═════ EXERCISE MATERIALS ═════
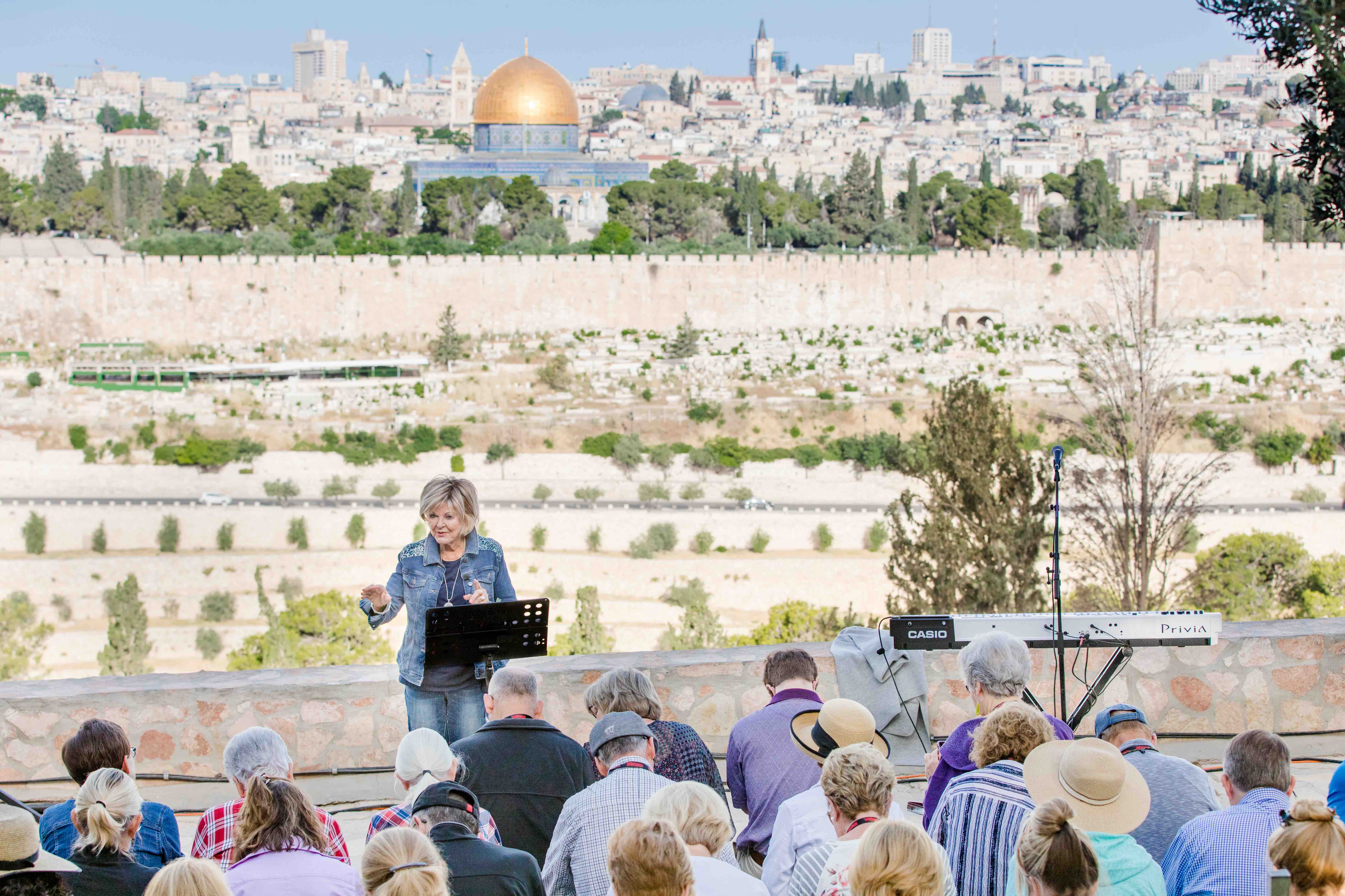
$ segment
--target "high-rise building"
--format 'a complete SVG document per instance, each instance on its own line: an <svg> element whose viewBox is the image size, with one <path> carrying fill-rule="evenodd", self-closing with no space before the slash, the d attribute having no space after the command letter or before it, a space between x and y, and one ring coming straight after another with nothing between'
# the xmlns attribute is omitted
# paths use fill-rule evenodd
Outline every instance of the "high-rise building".
<svg viewBox="0 0 1345 896"><path fill-rule="evenodd" d="M316 78L343 81L348 47L344 40L328 40L321 28L309 28L303 43L289 44L295 54L295 90L308 90Z"/></svg>
<svg viewBox="0 0 1345 896"><path fill-rule="evenodd" d="M952 32L947 28L916 28L911 34L911 62L952 64Z"/></svg>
═════
● **WHAT THE TASK REQUIRES**
Reproduce each item above verbatim, line for line, omitting the picture.

● **SOLUTION**
$ segment
--target "high-rise building"
--format 'a complete SVG document per instance, each instance on its own line: an <svg> element whose viewBox is the image size, with one <path> carrying fill-rule="evenodd", self-closing with no space before the slash, the d attribute having no space after the command letter or before it, a space between x and y, and one ring coming straight after another with nothing between'
# the xmlns attribute is omitted
# paths use fill-rule evenodd
Outline every instance of the "high-rise building".
<svg viewBox="0 0 1345 896"><path fill-rule="evenodd" d="M316 78L343 81L348 47L344 40L328 40L321 28L309 28L303 43L289 44L295 54L295 90L308 90Z"/></svg>
<svg viewBox="0 0 1345 896"><path fill-rule="evenodd" d="M952 32L947 28L916 28L911 34L911 62L952 64Z"/></svg>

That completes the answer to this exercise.